_DIRECTIONS:_ Identify every line in the items below that holds the word "green" and copy each one out in full.

_DATA SECTION:_
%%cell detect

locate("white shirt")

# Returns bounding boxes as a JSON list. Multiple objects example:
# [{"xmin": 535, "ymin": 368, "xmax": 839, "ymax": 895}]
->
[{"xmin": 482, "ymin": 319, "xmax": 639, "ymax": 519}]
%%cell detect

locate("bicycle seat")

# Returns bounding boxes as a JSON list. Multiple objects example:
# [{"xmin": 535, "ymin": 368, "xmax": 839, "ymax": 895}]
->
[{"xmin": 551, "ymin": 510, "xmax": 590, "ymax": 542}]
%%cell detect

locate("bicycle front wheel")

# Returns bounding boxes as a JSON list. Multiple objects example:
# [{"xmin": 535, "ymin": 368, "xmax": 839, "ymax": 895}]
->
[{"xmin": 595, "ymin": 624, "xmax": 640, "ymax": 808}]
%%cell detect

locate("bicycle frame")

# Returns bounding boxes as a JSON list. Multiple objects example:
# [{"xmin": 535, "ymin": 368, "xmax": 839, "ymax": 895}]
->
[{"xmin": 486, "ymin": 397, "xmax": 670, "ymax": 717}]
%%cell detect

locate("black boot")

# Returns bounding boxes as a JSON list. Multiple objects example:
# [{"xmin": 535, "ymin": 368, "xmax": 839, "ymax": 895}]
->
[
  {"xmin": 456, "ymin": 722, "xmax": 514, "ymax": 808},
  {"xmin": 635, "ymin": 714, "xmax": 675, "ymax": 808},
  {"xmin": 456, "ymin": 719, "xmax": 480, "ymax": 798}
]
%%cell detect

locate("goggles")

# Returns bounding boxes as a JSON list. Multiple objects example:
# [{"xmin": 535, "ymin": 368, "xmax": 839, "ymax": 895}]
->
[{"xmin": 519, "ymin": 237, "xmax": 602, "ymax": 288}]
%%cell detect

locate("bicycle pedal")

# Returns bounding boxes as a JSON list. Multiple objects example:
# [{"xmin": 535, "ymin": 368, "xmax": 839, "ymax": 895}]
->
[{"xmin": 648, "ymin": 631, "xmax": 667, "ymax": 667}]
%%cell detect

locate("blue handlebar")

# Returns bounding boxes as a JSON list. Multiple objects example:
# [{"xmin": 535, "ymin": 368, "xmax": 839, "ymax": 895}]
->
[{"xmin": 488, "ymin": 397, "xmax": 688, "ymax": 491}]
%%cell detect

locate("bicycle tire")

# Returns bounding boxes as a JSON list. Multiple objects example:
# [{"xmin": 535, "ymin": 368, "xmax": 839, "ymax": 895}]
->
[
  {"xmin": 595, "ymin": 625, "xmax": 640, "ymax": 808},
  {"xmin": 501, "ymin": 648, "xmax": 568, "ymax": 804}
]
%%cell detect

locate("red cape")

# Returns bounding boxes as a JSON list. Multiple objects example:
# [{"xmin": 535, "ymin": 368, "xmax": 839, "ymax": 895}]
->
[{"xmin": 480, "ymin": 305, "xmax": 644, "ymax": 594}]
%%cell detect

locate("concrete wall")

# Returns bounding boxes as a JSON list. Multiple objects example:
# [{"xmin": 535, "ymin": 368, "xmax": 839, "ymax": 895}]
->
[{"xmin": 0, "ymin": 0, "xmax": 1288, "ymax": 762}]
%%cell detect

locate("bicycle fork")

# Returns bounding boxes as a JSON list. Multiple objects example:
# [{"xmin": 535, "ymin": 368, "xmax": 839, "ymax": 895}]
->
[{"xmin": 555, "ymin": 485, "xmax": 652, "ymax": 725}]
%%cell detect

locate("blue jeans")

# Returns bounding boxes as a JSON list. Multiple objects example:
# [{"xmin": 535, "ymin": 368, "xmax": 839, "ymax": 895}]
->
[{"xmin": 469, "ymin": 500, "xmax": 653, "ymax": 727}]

==

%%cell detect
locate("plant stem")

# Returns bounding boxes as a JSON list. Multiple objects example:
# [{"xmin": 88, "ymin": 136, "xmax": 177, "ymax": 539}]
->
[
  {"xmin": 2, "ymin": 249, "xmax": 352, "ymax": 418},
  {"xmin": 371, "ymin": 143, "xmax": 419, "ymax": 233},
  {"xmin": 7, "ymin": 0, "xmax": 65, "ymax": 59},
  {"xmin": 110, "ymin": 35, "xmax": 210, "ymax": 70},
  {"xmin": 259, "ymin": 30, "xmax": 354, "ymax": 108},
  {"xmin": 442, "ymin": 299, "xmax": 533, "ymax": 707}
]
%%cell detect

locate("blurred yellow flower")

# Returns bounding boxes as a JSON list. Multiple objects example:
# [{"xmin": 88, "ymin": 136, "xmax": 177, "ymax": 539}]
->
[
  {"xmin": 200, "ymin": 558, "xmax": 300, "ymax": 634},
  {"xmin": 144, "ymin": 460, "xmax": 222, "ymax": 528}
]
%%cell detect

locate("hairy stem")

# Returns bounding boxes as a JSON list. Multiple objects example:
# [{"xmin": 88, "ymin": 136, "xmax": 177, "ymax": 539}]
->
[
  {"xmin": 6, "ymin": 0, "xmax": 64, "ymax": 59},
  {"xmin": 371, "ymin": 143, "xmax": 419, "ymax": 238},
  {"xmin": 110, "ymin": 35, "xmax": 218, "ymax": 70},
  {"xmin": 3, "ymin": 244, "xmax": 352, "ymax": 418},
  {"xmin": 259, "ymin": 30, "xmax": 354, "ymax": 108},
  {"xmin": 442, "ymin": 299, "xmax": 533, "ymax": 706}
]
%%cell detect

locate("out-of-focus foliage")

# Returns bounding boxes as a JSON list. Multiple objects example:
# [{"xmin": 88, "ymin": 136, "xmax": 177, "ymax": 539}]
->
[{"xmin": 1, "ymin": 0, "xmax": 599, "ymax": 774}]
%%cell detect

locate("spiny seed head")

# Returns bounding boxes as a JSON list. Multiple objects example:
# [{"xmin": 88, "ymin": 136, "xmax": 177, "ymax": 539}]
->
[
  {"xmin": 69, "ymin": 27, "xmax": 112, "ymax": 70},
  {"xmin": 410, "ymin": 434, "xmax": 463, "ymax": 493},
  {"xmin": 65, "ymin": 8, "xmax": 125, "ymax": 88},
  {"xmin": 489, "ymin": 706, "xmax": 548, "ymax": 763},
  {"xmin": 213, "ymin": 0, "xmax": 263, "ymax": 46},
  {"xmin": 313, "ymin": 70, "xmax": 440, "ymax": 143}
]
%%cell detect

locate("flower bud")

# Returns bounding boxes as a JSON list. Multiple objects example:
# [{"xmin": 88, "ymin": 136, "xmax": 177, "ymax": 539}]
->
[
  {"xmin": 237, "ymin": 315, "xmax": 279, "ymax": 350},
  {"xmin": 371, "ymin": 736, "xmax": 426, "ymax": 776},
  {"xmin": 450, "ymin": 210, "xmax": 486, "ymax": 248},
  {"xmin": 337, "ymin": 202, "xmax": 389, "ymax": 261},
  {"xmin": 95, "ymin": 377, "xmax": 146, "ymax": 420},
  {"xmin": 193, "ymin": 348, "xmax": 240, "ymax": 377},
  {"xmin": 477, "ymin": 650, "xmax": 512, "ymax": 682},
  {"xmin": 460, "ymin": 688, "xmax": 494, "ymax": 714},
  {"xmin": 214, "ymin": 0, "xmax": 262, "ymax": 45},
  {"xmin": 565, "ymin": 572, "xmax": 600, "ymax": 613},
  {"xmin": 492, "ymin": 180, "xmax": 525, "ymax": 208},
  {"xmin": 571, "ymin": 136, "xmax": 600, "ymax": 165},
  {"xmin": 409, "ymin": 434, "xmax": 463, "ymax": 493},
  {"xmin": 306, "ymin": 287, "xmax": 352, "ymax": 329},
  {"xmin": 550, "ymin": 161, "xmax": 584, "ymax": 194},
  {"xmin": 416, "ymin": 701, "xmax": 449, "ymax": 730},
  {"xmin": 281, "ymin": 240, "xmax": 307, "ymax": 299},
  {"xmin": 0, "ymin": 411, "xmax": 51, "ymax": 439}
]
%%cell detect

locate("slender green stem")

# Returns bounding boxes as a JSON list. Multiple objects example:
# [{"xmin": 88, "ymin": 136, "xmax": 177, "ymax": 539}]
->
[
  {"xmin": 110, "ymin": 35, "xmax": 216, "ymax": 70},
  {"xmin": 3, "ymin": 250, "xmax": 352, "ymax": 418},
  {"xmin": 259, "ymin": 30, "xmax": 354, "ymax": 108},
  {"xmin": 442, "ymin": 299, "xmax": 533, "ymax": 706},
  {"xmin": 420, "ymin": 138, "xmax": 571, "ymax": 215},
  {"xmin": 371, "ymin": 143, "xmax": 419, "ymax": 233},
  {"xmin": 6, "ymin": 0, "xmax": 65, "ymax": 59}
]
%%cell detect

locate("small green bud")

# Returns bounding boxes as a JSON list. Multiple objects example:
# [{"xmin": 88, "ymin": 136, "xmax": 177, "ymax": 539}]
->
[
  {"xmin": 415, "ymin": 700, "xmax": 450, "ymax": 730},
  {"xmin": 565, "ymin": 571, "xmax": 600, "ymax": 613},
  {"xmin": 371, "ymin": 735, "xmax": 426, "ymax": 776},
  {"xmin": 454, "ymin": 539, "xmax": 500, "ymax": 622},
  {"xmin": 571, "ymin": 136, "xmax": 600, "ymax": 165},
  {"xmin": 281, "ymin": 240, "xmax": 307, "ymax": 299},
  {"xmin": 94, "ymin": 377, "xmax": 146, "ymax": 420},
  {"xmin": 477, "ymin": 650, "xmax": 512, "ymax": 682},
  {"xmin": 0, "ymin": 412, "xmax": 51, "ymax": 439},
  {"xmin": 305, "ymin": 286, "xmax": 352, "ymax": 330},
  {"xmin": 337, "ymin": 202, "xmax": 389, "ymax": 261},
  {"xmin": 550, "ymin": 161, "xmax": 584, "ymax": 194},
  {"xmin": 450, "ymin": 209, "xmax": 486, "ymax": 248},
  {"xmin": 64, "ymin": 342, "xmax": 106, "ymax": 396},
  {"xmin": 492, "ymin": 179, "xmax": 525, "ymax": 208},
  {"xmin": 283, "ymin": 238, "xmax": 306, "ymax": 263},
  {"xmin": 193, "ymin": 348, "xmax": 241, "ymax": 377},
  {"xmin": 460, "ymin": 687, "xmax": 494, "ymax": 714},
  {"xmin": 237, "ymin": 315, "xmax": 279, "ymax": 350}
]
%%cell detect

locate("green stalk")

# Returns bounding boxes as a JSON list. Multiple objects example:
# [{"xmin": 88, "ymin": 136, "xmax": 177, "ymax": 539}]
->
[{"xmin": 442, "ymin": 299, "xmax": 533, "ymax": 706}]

_THE COMPLETED TASK:_
locate("slender green stem")
locate("small green bud")
locate("green stalk")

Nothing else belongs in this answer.